▸ **Aim**: Count the lines in the records below that contain the word "given", and give only that number.

▸ **Records provided**:
-- -- --
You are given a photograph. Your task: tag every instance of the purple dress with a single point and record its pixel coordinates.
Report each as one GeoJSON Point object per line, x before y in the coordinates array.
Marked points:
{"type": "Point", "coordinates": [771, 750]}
-- -- --
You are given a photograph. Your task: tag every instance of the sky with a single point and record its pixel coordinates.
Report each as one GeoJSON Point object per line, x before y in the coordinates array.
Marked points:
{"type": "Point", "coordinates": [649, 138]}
-- -- --
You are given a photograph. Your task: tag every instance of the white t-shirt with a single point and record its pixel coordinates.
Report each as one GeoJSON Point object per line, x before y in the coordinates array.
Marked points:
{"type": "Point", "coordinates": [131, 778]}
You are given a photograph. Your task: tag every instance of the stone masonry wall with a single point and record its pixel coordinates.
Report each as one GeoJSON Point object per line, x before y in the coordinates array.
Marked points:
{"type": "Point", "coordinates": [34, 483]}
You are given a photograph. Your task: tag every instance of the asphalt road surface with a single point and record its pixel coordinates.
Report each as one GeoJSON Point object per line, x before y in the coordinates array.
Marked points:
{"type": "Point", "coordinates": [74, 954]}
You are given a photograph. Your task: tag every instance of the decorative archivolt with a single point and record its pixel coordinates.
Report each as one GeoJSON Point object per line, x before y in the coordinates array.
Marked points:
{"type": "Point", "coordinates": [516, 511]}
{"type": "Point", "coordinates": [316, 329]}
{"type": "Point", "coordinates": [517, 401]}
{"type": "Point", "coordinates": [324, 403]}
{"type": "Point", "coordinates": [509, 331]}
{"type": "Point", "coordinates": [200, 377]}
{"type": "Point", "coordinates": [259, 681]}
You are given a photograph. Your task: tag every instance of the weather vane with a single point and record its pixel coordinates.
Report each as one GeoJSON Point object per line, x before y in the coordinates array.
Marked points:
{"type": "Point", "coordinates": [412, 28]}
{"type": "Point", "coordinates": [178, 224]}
-- -- --
▸ **Answer for this exercise**: 7